▸ Challenge
Write out the data below in full, unchanged, minus the images.

* * *

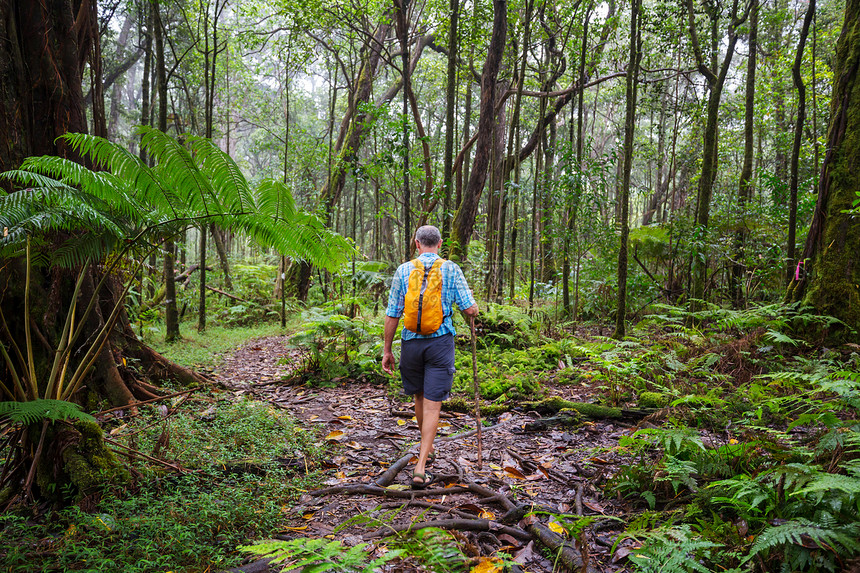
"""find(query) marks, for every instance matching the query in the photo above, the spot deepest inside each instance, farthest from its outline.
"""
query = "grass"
(246, 463)
(206, 349)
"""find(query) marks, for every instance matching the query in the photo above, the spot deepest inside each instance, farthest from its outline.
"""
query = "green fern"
(43, 409)
(131, 201)
(671, 550)
(842, 540)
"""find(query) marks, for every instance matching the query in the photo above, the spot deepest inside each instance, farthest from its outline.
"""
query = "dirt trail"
(558, 470)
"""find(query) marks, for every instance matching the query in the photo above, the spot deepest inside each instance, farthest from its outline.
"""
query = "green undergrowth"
(207, 349)
(243, 463)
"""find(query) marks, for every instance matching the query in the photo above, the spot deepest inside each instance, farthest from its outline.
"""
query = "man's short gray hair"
(428, 235)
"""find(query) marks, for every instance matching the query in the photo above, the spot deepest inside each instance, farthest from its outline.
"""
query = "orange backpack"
(422, 313)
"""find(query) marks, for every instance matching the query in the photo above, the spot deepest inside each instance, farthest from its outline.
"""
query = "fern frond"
(803, 532)
(42, 409)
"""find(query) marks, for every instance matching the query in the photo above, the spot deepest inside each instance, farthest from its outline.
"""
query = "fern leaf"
(43, 409)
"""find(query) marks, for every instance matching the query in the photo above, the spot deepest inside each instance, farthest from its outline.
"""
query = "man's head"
(428, 237)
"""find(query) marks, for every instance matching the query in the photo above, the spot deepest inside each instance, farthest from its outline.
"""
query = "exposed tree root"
(456, 524)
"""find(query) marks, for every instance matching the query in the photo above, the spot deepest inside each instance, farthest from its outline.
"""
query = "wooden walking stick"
(477, 392)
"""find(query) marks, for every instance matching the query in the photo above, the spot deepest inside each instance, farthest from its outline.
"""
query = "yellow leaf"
(335, 436)
(514, 473)
(487, 565)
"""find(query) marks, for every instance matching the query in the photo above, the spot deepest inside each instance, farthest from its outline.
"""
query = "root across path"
(533, 489)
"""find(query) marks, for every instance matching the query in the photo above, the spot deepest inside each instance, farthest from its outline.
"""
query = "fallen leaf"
(514, 473)
(594, 506)
(525, 554)
(470, 507)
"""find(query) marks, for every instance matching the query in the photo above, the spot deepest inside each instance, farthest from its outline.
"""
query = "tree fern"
(132, 201)
(44, 409)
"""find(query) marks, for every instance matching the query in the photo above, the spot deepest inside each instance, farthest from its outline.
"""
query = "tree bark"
(464, 220)
(41, 72)
(716, 78)
(624, 195)
(745, 186)
(798, 136)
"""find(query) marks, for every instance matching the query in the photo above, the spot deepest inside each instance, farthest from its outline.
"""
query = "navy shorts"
(427, 366)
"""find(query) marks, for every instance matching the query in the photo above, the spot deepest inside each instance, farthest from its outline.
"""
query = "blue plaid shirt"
(454, 290)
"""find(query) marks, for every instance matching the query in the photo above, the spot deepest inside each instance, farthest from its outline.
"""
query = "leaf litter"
(554, 471)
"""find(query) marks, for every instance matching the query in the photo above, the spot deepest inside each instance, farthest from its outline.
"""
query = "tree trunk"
(624, 195)
(830, 254)
(745, 187)
(798, 135)
(450, 103)
(716, 80)
(41, 71)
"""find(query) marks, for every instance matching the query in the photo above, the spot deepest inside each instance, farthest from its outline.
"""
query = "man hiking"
(423, 291)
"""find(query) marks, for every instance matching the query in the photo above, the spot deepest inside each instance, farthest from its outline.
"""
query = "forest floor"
(557, 471)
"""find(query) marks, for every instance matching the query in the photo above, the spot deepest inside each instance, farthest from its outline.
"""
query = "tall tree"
(464, 220)
(799, 125)
(716, 78)
(624, 193)
(830, 254)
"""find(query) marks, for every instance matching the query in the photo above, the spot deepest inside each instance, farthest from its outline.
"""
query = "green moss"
(91, 464)
(653, 400)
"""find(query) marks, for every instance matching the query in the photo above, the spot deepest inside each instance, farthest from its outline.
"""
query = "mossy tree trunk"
(830, 284)
(464, 220)
(41, 71)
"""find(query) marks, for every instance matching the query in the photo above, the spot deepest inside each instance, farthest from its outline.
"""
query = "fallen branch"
(159, 399)
(429, 505)
(457, 524)
(359, 489)
(388, 476)
(568, 555)
(131, 452)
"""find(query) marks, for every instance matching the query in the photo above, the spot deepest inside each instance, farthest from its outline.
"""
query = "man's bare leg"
(427, 416)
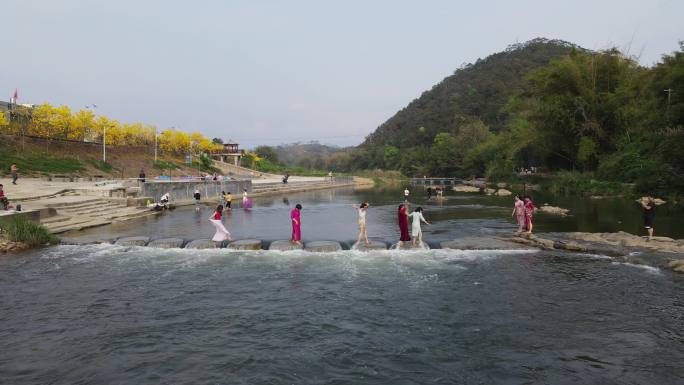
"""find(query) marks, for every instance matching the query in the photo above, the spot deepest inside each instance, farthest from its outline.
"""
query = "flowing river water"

* * *

▸ Response to this exercise
"""find(query) marks, for every instance matching the query in the photo above, the spot deepest inside each instance, farthest from its outline.
"""
query = "grass"
(246, 463)
(206, 349)
"""find(query) marks, for every instance matching the query in the photo above, the spot deepest inside each instance, farthest from its outline.
"""
query = "green fern"
(43, 409)
(131, 201)
(671, 550)
(842, 540)
"""find(query) marks, for every instance matching the query in the photo above, the spot deepest inside each instance, farthest from its outline.
"""
query = "dirt trail"
(558, 470)
"""find(query) marks, for every instance matching the query in the photo above, the spot deepest inside each instance, farthest from its outline.
"""
query = "green undergrowth"
(207, 349)
(243, 463)
"""find(query) marks, for every instance matching the query in the photo above, the spot deepest inside each instance, farthest from its outline.
"""
query = "man's short gray hair"
(428, 235)
"""find(query) marks, for every instance matching the query in the photo above, the spot deepest inside each instance, farthest from its outline.
"""
query = "orange backpack"
(422, 313)
"""find(query) marks, for every instance matching the query in the photo above, the spot deepest inside each instance, farthest from its outline.
"""
query = "fern frond"
(803, 532)
(42, 409)
"""find(query) marks, for every instance matching the query in the photo above, the spot deepest inside each instance, farthest from its outline.
"""
query = "fern leaf"
(43, 409)
"""find(query) marks, for every instance matching the query in the photo above, the spot deepest inside each instance, farthest from its outline.
"""
query = "man's head"
(428, 237)
"""find(query) marks, for every instance matching the query in the photo above, the spot deepest inside each instance, farthest from its outline.
"""
query = "exposed tree root"
(456, 524)
"""find(query) marks, for every instance matching the query in the photo above, the spot deepest inside each instance, farthest from its outline.
"""
query = "wooden walking stick"
(477, 392)
"""find(query) marks, for every instance matching the query in the photo above, the spot deepest inside each instance, farthest from its outline.
"""
query = "yellow leaf"
(335, 436)
(514, 473)
(487, 565)
"""find(query) marks, for every instance matching the query in the photo above, the spot deepest inside each instance, farthest from its outline.
"""
query = "root across path"
(533, 489)
"""find(query) marks, for every instance matching the query in the photo above, the spot deepest inside each instance, farthest from its outline.
"""
query = "fallen leaf"
(514, 473)
(594, 506)
(525, 554)
(470, 507)
"""find(query) marks, for every instance matching the query in the photo above, the spot deepest inside each instance, farthest from its outline.
"""
query = "tree fern"
(132, 201)
(44, 409)
"""find(query) marks, for every instance matching the query in the photo above, the spot deepest inside each instance, farthest from its outline.
"""
query = "tree bark"
(464, 220)
(41, 72)
(716, 78)
(624, 195)
(745, 186)
(798, 136)
"""find(query) marks, for every instance matching the query in the photo above, the spot deepest inside each instance, farthest from its outline.
"""
query = "navy shorts"
(427, 366)
"""find(query) marks, for every instance matching the query in the photo above, the spot deepest inside each instance, farthest from its outline.
"""
query = "blue plaid shirt"
(454, 290)
"""find(query) marks, for every instance matching the query in the photo above, the spot deepest inside each instance, farthest from its outline.
"""
query = "leaf litter"
(554, 471)
"""find(query) marks, for every instance matching the query in the photo above, the spot deepest inside each instance, farthest from its outline.
"""
query = "tree trunk"
(624, 195)
(830, 254)
(745, 187)
(798, 135)
(450, 103)
(716, 80)
(41, 71)
"""find(query) marks, for every instance matching the query in the photo above, the spot deepest inside each instance, farthest from its outline.
"""
query = "man hiking"
(423, 291)
"""find(query) marks, for every instance matching the query in the photo above, the spot deepest inside each instance, farthest from its outline.
"""
query = "forest floor"
(557, 471)
"""find(query) marks, for every instance matching the query in the photo above, the spot deepest inside each instance, farthest from its outline.
"""
query = "tall tree"
(464, 220)
(799, 125)
(716, 78)
(624, 193)
(830, 254)
"""find(query) marks, for every instance matching the query in the photo above, the spot deepest inside each instance, farthest from its outline.
"""
query = "green moss"
(91, 464)
(653, 400)
"""find(query) marks, for every instance matching the query in the photo above, the spot deepest inside each instance, farthest from its outline.
"""
query = "mossy tree trunk"
(830, 284)
(464, 220)
(41, 71)
"""find(query) marks, for every instance matching the query in the photo above, the spot deepest inside each instance, farthest from its outline.
"""
query = "fallen branch"
(159, 399)
(429, 505)
(457, 524)
(359, 489)
(388, 476)
(568, 555)
(131, 452)
"""find(query) marks, for every instance matching the query in the photo above, the spot deepest inside each instance, farthest from its outline.
"""
query = "man's bare leg"
(427, 416)
"""find(query) marks, for every instance matching the query in the photo above, the spot deepest inside each instance, farthest from its outline.
"""
query = "flowing river water"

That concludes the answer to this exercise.